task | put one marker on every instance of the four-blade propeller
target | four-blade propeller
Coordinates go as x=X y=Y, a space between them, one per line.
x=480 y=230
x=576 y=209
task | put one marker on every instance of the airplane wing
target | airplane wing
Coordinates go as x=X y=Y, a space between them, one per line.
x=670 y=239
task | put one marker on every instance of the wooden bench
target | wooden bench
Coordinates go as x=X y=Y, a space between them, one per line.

────────────────────

_Task instructions:_
Copy out each of the lines above without changing a single character.

_Answer to the task:_
task | put one marker on every instance of the four-blade propeller
target | four-blade propeller
Coordinates go as x=X y=Y, a space between them, one per line.
x=480 y=230
x=576 y=209
task | put one marker on every instance of the airplane wing
target | airplane wing
Coordinates go as x=X y=Y, a space between them, one per line.
x=670 y=239
task | put one marker on every instance of the wooden bench
target | wooden bench
Coordinates go as x=X y=Y, a space between them, one per line.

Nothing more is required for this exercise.